SOURCE EXCERPT |
::::::::
Find the closest point on a graph to coordinates $(2;0.5)$

Question

My English isn't the best, but hopefully you will understand my question!

The question is as followed:

Find the point on $y=x^2$ that is closest to $A=(2;0.5)$

I'm gratefull for any advice, tips or answers. Thank you!

Answer 1

The equation of normal line to $y=x^2$ at the point $x_0$ is: $$y=x_0^2-\frac{1}{2x_0}(x-x_0)$$

The normal line must pass through the point $(2,0.5)$, so:

$$0.5=x_0^2-\frac{1}{2x_0}(2-x_0) \Rightarrow x_0=1\Rightarrow y_0=1.$$

Finally, the distance between the points $(2,0.5)$ and $(1,1)$ is:

$$d=\sqrt{(2-1)^2+(0.5-1)^2}=\frac{\sqrt{5}}{2}.$$

Answer 2

The distance from $(x,x^2)$ to $(2,\frac12)$ is $\sqrt{(x-2)^2+(x^2-\frac12)^2}$. Hence it suffices to minimize the square of the distance which is $$(x-2)^2+(x^2-\frac12)^2 = x^2-4x+4+x^4-x^2+\frac14 = x^4-4x+\frac{17}{4}.$$

To do this we can take the derivative, $4x^3-4$, and set it to zero, which yields $x^3-1 = 0$ so $x = 1$. Indeed this is a minimum because the second derivative, $12x^2$, is positive at $x = 1$.

Plugging in $x = 1$ into the original distance formula we obtain $\frac{\sqrt{5}}{2}$.

Answer 3

the distance is given by $$\sqrt{(x-2)^2+(y-1/2)^2}$$ where $$y=x^2$$ and you can differentiate this with respect to $x$
::::::::
TASK A | Revise the records from the line containing "Where can the asphalt" through the line containing "point(126, 133)", inclusive, replacing "car side mirror" with "vehicle side mirror" and leaving everything else unchanged.

RAW DATA |
::::::::
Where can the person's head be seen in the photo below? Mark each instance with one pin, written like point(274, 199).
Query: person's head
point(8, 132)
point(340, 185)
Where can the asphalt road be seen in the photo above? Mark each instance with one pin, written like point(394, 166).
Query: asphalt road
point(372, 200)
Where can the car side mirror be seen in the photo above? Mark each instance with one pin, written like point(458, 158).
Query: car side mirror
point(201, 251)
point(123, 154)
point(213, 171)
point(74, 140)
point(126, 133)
::::::::
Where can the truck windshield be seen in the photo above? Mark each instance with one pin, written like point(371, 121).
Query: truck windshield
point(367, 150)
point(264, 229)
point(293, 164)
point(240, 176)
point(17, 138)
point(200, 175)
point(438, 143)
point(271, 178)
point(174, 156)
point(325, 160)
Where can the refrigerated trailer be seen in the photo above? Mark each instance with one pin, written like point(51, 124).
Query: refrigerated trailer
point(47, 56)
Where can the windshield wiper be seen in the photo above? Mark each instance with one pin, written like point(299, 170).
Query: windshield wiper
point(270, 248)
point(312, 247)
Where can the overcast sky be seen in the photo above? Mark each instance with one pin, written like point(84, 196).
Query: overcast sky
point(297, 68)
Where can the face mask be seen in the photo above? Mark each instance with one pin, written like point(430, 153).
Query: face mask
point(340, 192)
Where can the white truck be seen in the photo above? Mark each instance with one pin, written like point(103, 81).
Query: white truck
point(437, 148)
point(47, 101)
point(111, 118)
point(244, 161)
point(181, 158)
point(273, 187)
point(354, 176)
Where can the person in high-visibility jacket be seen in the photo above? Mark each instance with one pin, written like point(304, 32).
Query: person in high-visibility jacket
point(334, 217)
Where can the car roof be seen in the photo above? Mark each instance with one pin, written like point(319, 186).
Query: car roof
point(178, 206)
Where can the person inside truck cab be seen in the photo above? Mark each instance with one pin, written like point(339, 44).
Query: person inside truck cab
::::::::
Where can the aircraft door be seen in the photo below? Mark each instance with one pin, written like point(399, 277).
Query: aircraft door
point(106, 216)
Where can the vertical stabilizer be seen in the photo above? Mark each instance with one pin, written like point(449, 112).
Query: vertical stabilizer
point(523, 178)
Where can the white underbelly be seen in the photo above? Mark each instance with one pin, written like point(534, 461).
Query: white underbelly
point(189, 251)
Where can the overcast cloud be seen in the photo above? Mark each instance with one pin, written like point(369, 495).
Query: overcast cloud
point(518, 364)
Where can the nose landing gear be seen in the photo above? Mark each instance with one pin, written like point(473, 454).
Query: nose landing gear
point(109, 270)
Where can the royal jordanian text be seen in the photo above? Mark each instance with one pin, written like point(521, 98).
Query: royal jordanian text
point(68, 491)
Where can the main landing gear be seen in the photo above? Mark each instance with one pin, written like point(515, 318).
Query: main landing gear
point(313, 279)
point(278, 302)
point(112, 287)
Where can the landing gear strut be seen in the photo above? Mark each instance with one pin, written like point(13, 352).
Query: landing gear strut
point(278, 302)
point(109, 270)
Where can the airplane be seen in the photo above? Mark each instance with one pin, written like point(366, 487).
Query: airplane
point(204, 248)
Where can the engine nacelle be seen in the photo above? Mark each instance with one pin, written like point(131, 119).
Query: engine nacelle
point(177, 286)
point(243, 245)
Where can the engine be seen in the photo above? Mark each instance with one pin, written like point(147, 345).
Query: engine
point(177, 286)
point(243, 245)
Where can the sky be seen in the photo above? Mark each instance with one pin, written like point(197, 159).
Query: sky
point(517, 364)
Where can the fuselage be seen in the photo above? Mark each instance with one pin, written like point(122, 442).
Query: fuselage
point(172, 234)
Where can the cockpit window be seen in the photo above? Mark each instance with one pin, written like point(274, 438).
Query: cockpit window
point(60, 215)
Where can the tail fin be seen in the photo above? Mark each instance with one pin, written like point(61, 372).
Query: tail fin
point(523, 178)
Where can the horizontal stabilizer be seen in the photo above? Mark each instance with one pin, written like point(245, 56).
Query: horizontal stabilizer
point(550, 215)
::::::::
TASK B |
Answer these questions about the closest-point thread:
(i) In Answer 1, which point on the parabola does the normal line through $(2,0.5)$ give?
(ii) In Answer 2, which second derivative shows that $x = 1$ is a minimum?
(iii) In Answer 3, with respect to which variable should the distance be differentiated?

OUTPUT A |
Where can the asphalt road be seen in the photo above? Mark each instance with one pin, written like point(394, 166).
Query: asphalt road
point(372, 200)
Where can the vehicle side mirror be seen in the photo above? Mark each instance with one pin, written like point(458, 158).
Query: vehicle side mirror
point(201, 251)
point(123, 154)
point(213, 171)
point(74, 140)
point(126, 133)

OUTPUT B |
(i) $(1,1)$
(ii) $12x^2$
(iii) $x$